====== FRAGMENT DOKUMENTU

Pomnik Matki Polki w Raciborzu (1)

W  lipcu  1973  roku  stanął  nad Odrą  pomnik Matki  Polki,  monumentalne dzieło  opolskiego  rzeźbiarza  Jana  Borowczaka.  Ta  bardzo  udana  w  sensie artystycznym rzeźba, postawiona na skwerze nad Odrą, w odległości kilkuset zaledwie metrów  od  kolumny maryjnej, miała w planach pomysłodawców  jej stworzenia,  spełniać  istotne  funkcje  ideowe.

Przypomnieć wypada  (zwłaszcza młodym  czytelnikom), że  idea   ustawienia  jakiejkolwiek  rzeźby w  czasach  realnego  socjalizmu  musiała  być,  eufemistycznie  to  określając,  „skonsultowana” z  odpowiednimi  „czynnikami”  (tzn.  z  sekretarzami  PZPR-u  różnych  szczebli).

============
====== DOSTARCZONE DANE

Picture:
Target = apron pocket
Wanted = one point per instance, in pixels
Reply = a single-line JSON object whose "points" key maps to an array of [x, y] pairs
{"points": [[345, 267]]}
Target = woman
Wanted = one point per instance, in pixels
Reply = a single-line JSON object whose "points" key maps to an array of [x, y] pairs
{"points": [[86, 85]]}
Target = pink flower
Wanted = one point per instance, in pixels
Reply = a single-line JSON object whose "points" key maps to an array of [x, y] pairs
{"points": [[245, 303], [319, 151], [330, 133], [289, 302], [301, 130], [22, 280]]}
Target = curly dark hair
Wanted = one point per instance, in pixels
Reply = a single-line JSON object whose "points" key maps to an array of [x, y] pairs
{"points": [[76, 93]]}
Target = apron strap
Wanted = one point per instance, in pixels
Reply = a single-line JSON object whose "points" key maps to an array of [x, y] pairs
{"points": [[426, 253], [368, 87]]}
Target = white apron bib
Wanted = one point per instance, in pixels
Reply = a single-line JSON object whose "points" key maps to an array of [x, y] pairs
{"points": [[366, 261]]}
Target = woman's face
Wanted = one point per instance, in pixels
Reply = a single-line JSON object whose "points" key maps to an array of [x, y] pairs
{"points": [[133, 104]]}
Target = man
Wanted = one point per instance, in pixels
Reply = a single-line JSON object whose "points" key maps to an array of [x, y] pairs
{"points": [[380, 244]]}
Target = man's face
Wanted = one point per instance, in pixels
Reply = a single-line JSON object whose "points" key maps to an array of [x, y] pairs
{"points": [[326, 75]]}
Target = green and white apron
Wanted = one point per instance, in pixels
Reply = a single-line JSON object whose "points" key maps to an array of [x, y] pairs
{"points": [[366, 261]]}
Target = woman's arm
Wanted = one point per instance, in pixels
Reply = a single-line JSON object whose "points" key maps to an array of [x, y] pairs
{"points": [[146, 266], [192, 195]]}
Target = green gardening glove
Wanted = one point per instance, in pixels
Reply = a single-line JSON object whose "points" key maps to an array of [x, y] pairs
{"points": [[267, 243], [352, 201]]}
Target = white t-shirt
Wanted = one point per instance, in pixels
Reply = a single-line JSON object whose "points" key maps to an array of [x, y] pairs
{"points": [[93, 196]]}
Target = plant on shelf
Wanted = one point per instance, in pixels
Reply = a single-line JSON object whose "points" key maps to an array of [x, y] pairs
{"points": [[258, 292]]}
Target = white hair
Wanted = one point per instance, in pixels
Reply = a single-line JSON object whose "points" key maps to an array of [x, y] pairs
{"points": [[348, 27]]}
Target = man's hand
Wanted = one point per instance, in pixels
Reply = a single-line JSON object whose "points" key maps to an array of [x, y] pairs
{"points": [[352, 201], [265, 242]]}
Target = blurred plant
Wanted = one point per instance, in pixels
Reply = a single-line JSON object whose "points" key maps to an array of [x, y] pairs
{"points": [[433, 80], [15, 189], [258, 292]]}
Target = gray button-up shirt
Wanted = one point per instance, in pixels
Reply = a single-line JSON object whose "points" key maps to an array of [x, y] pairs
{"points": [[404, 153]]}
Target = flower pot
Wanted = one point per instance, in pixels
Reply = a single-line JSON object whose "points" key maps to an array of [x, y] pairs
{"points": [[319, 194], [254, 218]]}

============

**CO NALEŻY ZROBIĆ:**
• a. Kto według tekstu o pomniku Matki Polki jest autorem tej rzeźby?
• b. Proszę przepisać z tekstu o pomniku Matki Polki wszystko od słów „W  lipcu  1973  roku  stanął  nad” aż do słów „PZPR-u  różnych  szczebli).”.

**ROZWIĄZANIA ZADAŃ:**
• a. Opolski rzeźbiarz Jan Borowczak.

• b.
W  lipcu  1973  roku  stanął  nad Odrą  pomnik Matki  Polki,  monumentalne dzieło  opolskiego  rzeźbiarza  Jana  Borowczaka.  Ta  bardzo  udana  w  sensie artystycznym rzeźba, postawiona na skwerze nad Odrą, w odległości kilkuset zaledwie metrów  od  kolumny maryjnej, miała w planach pomysłodawców  jej stworzenia,  spełniać  istotne  funkcje  ideowe.

Przypomnieć wypada  (zwłaszcza młodym  czytelnikom), że  idea   ustawienia  jakiejkolwiek  rzeźby w  czasach  realnego  socjalizmu  musiała  być,  eufemistycznie  to  określając,  „skonsultowana” z  odpowiednimi  „czynnikami”  (tzn.  z  sekretarzami  PZPR-u  różnych  szczebli).